--- Passage for review Enclosed Below ---

Sunday, 15 February 2009

1040 The History of the World in Two Hours

I begin the search for me with a search for others. In the beginning there was a man called Adam and a woman called Eve, and then there was me, and then there are you, and we are connected. Adam and Eve are concepts, just as Genesis is a document of faith and not a history of the world in ancient times. In an average life there are two billion seconds of time to experience and remember. In the autumn of 2006 I witnessed the Enforced Entertainment company attempt to perform the history of the world in two hours: The World in Pictures.

The performance commenced with a bare stage and a long prologue. The stage was traditional with the second area of Stage 2, used as an epic stage for Son of Man, closed off.

The performance that followed is remembered against having spent two and a half hours in excruciating uncomfortableness experiencing the company's presentation of the Performance Artwork of Sophie Calle's Exquisite Pain. A visual extravaganza of movement and sound during which I wanted to cheer, clap, get up and join in Rocky Horror show style, forgetting my age and appearance as the oldest foggy present among very young audience, who I guessed had come without much prior knowledge of what was take place. There was plenty of nervous giggles when one of the actors went nude and at some of the vulgar (in the nicest way) gesturing but there was no joining in which I find confusing.

--- End of Enclosed Passage for review ---

Required work:
1. In the blog entry, how many seconds does an average life hold to experience and remember?
2. What does the blog entry say the writer wanted to do during the visual extravaganza? List every item.
3. Return the part of the blog entry between "1040 The History" and "World in Pictures.", inclusive.

--- Data records Enclosed Below ---

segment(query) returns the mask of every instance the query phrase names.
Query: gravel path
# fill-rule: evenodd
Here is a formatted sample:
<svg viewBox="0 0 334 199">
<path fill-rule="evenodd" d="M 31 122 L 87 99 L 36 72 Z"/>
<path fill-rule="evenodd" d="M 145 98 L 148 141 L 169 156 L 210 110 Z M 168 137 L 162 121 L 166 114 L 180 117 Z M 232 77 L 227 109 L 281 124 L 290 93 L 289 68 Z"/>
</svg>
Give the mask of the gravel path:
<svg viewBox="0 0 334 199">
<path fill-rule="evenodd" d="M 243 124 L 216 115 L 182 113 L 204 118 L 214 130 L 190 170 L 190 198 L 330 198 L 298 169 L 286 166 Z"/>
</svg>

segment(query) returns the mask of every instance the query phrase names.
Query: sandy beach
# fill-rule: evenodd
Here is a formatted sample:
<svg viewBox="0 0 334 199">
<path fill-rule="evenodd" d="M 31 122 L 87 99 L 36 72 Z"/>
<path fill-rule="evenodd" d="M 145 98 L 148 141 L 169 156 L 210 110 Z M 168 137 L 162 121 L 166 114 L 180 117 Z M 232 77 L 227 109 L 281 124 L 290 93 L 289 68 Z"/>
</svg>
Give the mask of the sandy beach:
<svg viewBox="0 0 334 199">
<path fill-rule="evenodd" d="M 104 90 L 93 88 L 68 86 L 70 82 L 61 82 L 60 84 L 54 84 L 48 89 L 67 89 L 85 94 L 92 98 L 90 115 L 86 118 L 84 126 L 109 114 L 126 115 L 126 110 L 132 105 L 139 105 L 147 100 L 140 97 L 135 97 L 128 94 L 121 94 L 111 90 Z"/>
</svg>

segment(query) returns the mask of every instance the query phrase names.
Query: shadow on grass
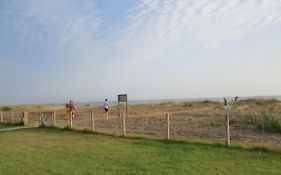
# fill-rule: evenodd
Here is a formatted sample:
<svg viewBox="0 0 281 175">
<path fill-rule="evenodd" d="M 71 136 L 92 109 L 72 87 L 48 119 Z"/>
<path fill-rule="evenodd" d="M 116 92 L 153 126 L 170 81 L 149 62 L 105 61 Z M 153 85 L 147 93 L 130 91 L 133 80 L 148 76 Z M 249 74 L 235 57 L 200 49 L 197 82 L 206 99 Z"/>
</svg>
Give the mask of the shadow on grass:
<svg viewBox="0 0 281 175">
<path fill-rule="evenodd" d="M 187 140 L 176 140 L 176 139 L 159 139 L 159 138 L 149 138 L 149 137 L 143 137 L 143 136 L 120 136 L 110 133 L 104 133 L 104 132 L 97 132 L 92 131 L 89 129 L 84 130 L 76 130 L 71 129 L 70 127 L 65 128 L 58 128 L 58 127 L 39 127 L 34 128 L 35 130 L 43 130 L 44 132 L 52 132 L 52 133 L 61 133 L 61 132 L 74 132 L 74 133 L 83 133 L 83 134 L 93 134 L 93 135 L 99 135 L 99 136 L 106 136 L 111 138 L 122 138 L 122 139 L 130 139 L 130 140 L 136 140 L 141 141 L 137 142 L 136 144 L 140 145 L 153 145 L 151 144 L 151 141 L 155 143 L 163 143 L 167 145 L 196 145 L 200 147 L 211 147 L 211 148 L 224 148 L 224 149 L 230 149 L 230 150 L 245 150 L 245 151 L 254 151 L 259 153 L 272 153 L 272 154 L 280 154 L 281 155 L 281 149 L 272 149 L 264 146 L 253 146 L 253 147 L 245 147 L 243 145 L 230 145 L 226 146 L 222 143 L 208 143 L 203 141 L 187 141 Z"/>
</svg>

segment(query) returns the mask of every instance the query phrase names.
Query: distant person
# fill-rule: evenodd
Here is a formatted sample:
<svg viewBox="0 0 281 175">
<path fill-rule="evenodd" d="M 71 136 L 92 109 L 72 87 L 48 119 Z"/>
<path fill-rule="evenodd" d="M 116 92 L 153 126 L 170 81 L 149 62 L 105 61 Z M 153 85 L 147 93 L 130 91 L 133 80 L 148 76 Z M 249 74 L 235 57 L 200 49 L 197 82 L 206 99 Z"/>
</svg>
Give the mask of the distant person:
<svg viewBox="0 0 281 175">
<path fill-rule="evenodd" d="M 69 103 L 65 105 L 65 112 L 69 118 L 70 117 L 74 118 L 74 114 L 76 112 L 76 105 L 74 101 L 69 100 Z"/>
<path fill-rule="evenodd" d="M 108 116 L 109 116 L 109 103 L 108 103 L 107 98 L 105 99 L 105 102 L 103 104 L 103 110 L 104 110 L 103 117 L 108 118 Z"/>
<path fill-rule="evenodd" d="M 227 99 L 224 98 L 223 101 L 224 101 L 224 109 L 227 109 L 227 105 L 228 105 L 228 104 L 227 104 Z"/>
<path fill-rule="evenodd" d="M 236 96 L 235 98 L 234 98 L 234 102 L 236 103 L 238 101 L 238 97 Z"/>
</svg>

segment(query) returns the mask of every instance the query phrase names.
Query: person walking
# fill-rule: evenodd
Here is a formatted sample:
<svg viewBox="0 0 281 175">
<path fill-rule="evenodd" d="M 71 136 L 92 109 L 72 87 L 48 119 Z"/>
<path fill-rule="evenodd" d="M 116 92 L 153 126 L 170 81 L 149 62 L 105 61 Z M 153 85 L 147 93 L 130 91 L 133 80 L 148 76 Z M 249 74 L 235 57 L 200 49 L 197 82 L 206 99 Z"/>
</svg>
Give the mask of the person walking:
<svg viewBox="0 0 281 175">
<path fill-rule="evenodd" d="M 65 111 L 69 118 L 70 117 L 74 118 L 75 112 L 76 112 L 76 105 L 75 105 L 74 101 L 69 100 L 69 103 L 67 103 L 65 105 Z"/>
<path fill-rule="evenodd" d="M 103 110 L 104 110 L 103 117 L 108 118 L 109 117 L 109 103 L 108 103 L 107 98 L 105 99 L 105 102 L 103 104 Z"/>
<path fill-rule="evenodd" d="M 228 106 L 227 106 L 228 104 L 227 104 L 226 98 L 224 98 L 223 101 L 224 101 L 224 109 L 227 109 L 228 108 Z"/>
</svg>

--- End of Enclosed Data records ---

Answers:
1. Two billion seconds.

2.
- cheer
- clap
- get up
- join in Rocky Horror show style

3.
1040 The History of the World in Two Hours

I begin the search for me with a search for others. In the beginning there was a man called Adam and a woman called Eve, and then there was me, and then there are you, and we are connected. Adam and Eve are concepts, just as Genesis is a document of faith and not a history of the world in ancient times. In an average life there are two billion seconds of time to experience and remember. In the autumn of 2006 I witnessed the Enforced Entertainment company attempt to perform the history of the world in two hours: The World in Pictures.